(Image location labeling entries)
┏━━

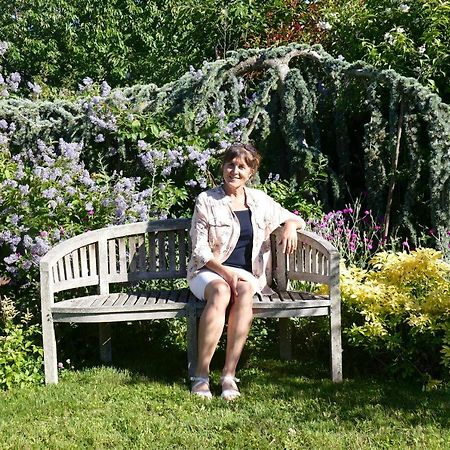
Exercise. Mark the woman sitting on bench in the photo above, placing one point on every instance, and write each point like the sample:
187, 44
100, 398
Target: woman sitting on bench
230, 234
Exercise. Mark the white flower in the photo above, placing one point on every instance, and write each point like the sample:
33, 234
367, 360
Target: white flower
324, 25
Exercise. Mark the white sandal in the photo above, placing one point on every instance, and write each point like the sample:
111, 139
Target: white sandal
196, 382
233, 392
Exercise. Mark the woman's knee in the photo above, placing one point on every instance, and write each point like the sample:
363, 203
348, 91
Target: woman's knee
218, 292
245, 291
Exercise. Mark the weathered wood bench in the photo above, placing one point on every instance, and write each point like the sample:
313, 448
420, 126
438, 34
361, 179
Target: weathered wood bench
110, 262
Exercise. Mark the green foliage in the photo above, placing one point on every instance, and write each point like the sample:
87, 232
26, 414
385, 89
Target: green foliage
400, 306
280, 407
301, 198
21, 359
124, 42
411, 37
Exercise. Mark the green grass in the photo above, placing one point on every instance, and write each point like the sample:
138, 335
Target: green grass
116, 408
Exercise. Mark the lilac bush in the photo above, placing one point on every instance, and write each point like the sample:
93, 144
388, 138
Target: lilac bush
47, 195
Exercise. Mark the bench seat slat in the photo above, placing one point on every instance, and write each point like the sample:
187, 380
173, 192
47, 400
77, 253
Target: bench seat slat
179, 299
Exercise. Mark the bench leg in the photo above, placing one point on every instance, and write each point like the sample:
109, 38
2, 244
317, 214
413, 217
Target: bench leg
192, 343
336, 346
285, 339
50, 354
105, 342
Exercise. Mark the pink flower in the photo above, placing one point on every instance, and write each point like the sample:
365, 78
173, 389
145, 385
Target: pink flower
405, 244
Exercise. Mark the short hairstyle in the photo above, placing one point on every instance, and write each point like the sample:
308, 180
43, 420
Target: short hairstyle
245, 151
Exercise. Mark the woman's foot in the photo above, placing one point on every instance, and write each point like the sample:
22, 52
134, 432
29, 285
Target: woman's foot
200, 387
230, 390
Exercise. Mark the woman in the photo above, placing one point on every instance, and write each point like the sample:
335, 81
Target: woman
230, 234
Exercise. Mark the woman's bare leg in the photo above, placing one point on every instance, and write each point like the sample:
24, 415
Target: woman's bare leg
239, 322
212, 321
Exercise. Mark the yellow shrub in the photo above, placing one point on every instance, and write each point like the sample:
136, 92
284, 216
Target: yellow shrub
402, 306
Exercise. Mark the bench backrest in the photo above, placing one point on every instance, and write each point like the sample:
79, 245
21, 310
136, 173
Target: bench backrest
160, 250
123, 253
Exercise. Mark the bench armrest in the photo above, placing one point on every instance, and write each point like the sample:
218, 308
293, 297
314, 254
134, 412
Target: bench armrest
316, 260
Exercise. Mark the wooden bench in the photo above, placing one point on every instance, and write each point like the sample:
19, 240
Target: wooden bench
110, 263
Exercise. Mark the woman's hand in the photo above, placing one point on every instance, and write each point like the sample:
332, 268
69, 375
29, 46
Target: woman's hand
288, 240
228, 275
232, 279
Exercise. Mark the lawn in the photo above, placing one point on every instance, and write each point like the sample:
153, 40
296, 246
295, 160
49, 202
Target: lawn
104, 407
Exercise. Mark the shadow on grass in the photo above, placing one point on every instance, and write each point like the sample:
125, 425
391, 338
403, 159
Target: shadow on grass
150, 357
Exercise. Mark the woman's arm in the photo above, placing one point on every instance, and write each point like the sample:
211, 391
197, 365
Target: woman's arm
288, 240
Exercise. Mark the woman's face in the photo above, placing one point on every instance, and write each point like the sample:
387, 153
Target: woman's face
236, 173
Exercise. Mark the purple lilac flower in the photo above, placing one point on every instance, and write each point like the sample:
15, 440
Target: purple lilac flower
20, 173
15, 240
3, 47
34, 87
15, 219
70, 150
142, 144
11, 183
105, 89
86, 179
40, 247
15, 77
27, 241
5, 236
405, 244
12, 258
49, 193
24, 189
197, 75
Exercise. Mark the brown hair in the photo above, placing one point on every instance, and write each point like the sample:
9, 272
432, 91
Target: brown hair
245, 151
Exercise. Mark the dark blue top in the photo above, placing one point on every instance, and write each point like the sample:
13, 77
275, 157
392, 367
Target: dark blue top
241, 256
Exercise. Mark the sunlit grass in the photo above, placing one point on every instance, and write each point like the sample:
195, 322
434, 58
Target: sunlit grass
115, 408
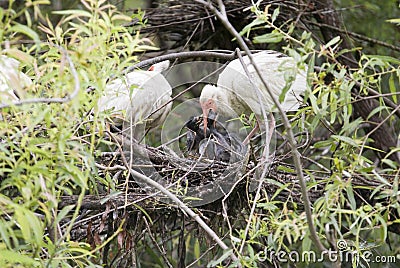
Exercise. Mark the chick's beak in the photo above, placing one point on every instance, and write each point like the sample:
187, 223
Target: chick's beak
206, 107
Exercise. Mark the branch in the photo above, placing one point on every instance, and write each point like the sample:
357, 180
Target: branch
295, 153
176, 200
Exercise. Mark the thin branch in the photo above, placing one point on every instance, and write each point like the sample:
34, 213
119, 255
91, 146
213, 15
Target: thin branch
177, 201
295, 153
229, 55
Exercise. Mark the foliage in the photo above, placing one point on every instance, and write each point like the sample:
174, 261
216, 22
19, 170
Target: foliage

┗━━

Leave out the pictures, and give all the records again exactly.

* [COMPLETE RESPONSE]:
Exercise. Mark the woman sitting on bench in the photo above, placing one point on every instance, and write each point like the sample:
187, 44
100, 398
Target: woman sitting on bench
230, 234
Exercise. Mark the white flower in the photo above, placing one point on every instance, and write each point like the sample:
33, 234
367, 360
Target: white flower
324, 25
Exercise. Mark the white sandal in the photo above, placing one point on every instance, and write each point like the sample:
111, 139
Target: white sandal
196, 382
233, 392
Exercise. Mark the woman's knee in the photo above, placing one point on every instance, and write each point like the sample:
363, 203
348, 91
Target: woman's knee
218, 292
245, 291
Exercise. Mark the weathered wood bench in the photo above, placing one point on every instance, and write each point like the sample:
313, 448
420, 126
438, 34
361, 179
Target: weathered wood bench
110, 262
Exercise. Mark the green foliage in the photo above, placing one point on every instance, and write each point like the sample:
87, 232
26, 414
385, 89
Target: green foliage
400, 306
280, 407
301, 198
21, 359
124, 42
411, 37
Exercise. Mark the green grass in the photo above, placing one point on every instance, and write each point like the sample:
138, 335
Target: green grass
116, 408
Exercise. Mark the lilac bush in the photo above, placing one point on every instance, and write each point like the sample:
93, 144
388, 138
Target: lilac bush
47, 195
Exercise. Mark the bench seat slat in the photo above, placing one point on every instance, and write each point like the sample:
187, 380
173, 192
47, 400
77, 253
Target: bench seat slat
179, 299
Exercise. Mark the bench leg in the photo above, placing one point on every instance, and write each point like the sample:
109, 38
2, 244
317, 214
413, 217
Target: bench leg
192, 343
336, 346
285, 339
50, 354
105, 342
Exercise. Mark the pink flower in the photo above, placing one point on every instance, and write each point like the sample:
365, 78
173, 389
145, 385
Target: pink flower
405, 244
Exercise. Mark the short hairstyle in the photo above, placing one point on every instance, and write each point like the sample:
308, 180
43, 420
Target: short hairstyle
245, 151
Exercise. Mark the woman's foot in the photo above, placing one point on every instance, and write each point like the sample:
22, 52
134, 432
29, 285
Target: woman's foot
200, 387
230, 390
Exercise. Mark the woman in the photo above, placing one point on every instance, and write each point like the sample:
335, 81
Target: woman
230, 234
Exercise. Mark the woman's bare leg in the photo above, placing one point on every instance, and write each point like the sample:
24, 415
Target: woman's bare leg
239, 322
212, 321
Exercise. Mark the yellow shrub in the photo above, placing one point on every instance, and write each point like the sample:
136, 92
284, 216
Target: yellow shrub
402, 306
Exercise. Mark the bench backrest in the photo above, placing one point on every instance, and write each point like the sample:
79, 245
21, 310
136, 173
Target: bench backrest
160, 250
123, 253
Exercise. Mark the bench armrest in the photo above, placing one point on every instance, and write each point like the sample:
218, 308
293, 297
314, 254
134, 412
Target: bench armrest
316, 260
Exercise. Mark the wooden bench in the photo above, placing one point on every instance, and write each point like the sample:
19, 240
Target: wooden bench
110, 263
Exercise. Mark the woman's hand in the photo above, placing one point on every instance, and write each point like the sample:
332, 268
69, 375
29, 46
Target: woman's hand
288, 240
228, 275
232, 279
Exercise. Mark the lawn in the photo above, placing one point on every instance, and write each point like the sample:
153, 40
296, 246
295, 160
49, 202
Target: lawn
104, 407
Exercise. Mark the shadow on grass in the photo above, placing one point on every instance, and write each point like the sample:
125, 425
391, 338
403, 159
Target: shadow on grass
150, 357
Exercise. Mark the woman's arm in the photo above, placing one point on every instance, and write each point like the sample:
211, 391
197, 365
Target: woman's arm
288, 240
Exercise. Mark the woman's face in the photo above, placing one point on every instance, and write each point like the sample:
387, 153
Target: woman's face
236, 173
Exercise. Mark the purple lilac flower in the photo above, placing one point on every instance, and write each point like the sample:
15, 440
Target: purple lilac flower
20, 173
15, 240
3, 47
34, 87
15, 219
70, 150
142, 144
11, 183
105, 89
86, 179
40, 247
15, 77
27, 241
5, 236
405, 244
12, 258
49, 193
24, 189
197, 75
Exercise. Mark the brown hair in the photo above, placing one point on every instance, and write each point like the sample:
9, 272
432, 91
Target: brown hair
245, 151
Exercise. Mark the dark blue top in the photo above, placing one point on every instance, and write each point like the sample:
13, 77
275, 157
392, 367
Target: dark blue top
241, 256
Exercise. Mark the sunlit grass in the photo above, placing one point on every instance, and write each point like the sample:
195, 322
434, 58
Target: sunlit grass
115, 408
Exercise. Mark the chick's beak in the photo above, placing one point on every instance, and write each point like the sample:
187, 223
Target: chick's beak
206, 107
Exercise. Mark the branch in the photo above, placing one point on every instance, and write each point like the sample:
357, 180
Target: branch
295, 153
176, 200
Exercise. Mark the thin branch in the photo above, placing one point on every instance, and write each point like the sample:
34, 213
119, 255
91, 146
213, 15
Target: thin branch
177, 201
295, 153
229, 55
Exercise. Mark the foliage in the photo above, placing one point on every instance, and write each point like the sample:
174, 261
216, 22
19, 170
Target: foliage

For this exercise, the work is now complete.